--- PROBLEM TO SOLVE ---
Below are the records; how many of their lines contain "marble"? Reply only with that figure.

--- DATASET ENTRIES ---
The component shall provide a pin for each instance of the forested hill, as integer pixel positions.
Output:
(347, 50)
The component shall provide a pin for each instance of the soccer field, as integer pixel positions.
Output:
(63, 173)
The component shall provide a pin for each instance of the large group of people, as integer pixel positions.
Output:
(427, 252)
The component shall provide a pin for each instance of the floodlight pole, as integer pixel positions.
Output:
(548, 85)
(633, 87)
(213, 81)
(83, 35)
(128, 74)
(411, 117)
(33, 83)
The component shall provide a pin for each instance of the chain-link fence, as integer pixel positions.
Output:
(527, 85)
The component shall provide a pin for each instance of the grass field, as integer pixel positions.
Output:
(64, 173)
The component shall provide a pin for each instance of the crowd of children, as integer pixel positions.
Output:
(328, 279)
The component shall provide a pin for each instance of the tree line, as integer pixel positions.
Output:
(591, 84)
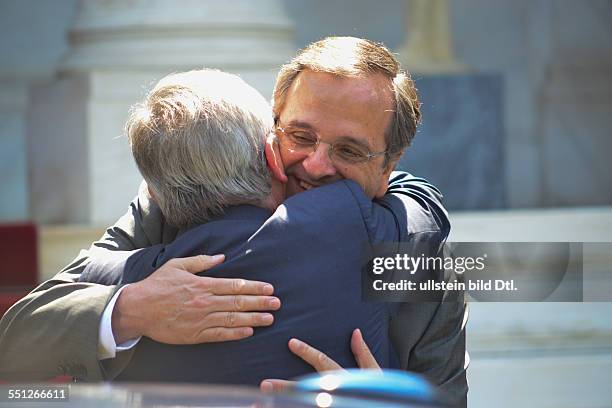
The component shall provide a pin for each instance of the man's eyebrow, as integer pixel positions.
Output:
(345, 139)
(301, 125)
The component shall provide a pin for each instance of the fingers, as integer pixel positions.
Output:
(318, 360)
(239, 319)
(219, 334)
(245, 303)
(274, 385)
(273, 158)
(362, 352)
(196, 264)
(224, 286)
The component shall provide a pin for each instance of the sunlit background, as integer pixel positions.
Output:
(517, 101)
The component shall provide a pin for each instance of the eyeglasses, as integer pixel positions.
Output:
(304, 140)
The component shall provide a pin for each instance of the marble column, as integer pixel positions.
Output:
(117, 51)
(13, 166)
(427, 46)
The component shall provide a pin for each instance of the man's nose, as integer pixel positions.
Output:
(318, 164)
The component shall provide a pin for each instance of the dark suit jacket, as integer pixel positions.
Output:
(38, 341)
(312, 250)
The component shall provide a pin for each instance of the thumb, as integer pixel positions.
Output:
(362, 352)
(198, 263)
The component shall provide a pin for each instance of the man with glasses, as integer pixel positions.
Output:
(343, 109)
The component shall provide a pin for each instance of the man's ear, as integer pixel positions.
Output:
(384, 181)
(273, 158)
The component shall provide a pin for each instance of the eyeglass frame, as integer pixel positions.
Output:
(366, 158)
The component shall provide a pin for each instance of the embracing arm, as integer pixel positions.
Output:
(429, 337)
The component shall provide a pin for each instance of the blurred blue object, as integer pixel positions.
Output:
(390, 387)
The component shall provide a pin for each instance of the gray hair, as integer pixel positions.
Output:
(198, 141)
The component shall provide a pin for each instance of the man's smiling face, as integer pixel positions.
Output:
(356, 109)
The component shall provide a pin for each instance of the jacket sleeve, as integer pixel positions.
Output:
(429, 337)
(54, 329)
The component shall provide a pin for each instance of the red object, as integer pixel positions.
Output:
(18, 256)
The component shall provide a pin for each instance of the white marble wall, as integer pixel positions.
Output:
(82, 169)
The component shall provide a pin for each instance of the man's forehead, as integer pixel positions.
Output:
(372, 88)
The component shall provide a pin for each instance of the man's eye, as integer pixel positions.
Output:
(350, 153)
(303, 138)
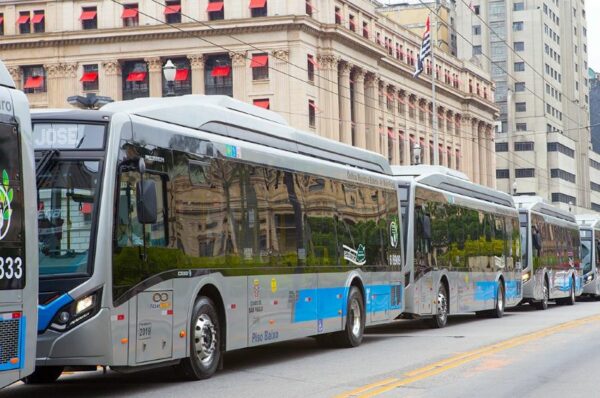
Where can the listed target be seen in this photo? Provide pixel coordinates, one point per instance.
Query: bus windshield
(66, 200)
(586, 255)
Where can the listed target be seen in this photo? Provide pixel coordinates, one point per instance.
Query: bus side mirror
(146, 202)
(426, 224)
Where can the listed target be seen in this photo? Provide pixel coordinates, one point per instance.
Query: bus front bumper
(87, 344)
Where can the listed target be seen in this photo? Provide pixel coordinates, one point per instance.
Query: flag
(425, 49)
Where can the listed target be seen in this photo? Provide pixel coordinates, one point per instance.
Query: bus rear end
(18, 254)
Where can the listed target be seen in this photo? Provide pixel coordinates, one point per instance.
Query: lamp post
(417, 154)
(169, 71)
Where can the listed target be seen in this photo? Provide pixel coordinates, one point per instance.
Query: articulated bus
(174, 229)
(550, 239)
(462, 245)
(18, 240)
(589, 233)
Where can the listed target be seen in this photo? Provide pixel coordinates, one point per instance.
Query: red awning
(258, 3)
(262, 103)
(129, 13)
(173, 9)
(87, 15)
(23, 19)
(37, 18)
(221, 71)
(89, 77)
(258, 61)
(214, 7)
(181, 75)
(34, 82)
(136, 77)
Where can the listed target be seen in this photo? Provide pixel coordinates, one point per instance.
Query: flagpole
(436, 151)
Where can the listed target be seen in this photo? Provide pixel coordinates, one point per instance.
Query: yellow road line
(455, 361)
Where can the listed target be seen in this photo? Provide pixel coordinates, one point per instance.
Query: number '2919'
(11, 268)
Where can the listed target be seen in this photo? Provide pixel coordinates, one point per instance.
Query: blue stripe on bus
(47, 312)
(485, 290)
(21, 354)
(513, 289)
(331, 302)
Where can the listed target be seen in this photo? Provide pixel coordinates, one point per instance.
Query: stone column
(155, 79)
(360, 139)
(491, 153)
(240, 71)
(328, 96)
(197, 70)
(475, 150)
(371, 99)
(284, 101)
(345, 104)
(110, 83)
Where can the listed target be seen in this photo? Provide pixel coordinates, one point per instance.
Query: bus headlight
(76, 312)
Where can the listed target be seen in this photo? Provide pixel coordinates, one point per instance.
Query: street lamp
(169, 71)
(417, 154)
--
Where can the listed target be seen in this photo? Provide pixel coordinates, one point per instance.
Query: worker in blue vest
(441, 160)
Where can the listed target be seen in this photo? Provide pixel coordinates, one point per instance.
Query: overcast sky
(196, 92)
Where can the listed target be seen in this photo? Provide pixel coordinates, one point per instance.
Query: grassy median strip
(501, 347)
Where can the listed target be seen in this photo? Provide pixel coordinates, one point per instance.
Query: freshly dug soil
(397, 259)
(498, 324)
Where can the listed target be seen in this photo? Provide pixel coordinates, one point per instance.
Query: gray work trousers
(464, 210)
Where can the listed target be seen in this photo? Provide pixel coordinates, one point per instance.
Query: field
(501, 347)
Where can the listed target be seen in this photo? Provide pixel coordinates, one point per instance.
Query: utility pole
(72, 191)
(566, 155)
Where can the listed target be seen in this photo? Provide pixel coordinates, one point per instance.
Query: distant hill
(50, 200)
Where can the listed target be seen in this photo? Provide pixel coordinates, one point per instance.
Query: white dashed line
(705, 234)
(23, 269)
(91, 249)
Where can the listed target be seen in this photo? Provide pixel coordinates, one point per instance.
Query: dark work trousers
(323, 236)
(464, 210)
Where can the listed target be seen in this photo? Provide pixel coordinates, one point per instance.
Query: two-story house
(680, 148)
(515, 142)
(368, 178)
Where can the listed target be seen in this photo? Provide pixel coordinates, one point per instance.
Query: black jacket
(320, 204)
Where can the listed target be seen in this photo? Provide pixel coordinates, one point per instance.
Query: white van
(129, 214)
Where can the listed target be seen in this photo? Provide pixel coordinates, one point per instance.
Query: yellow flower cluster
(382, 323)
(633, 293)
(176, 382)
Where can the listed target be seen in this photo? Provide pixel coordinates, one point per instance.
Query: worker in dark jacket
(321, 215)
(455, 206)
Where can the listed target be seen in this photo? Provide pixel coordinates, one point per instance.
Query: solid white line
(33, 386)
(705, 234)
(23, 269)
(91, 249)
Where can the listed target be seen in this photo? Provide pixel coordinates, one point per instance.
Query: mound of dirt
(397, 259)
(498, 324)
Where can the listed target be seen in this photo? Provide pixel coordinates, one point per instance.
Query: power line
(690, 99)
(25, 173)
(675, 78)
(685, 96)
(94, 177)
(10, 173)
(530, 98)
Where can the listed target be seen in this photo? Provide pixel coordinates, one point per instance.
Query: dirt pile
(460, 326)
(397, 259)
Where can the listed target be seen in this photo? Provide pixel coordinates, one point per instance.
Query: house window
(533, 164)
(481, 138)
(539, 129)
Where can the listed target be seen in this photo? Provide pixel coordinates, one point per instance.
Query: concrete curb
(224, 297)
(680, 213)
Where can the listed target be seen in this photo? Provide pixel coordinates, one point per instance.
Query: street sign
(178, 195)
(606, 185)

--- YOUR RESPONSE ---
2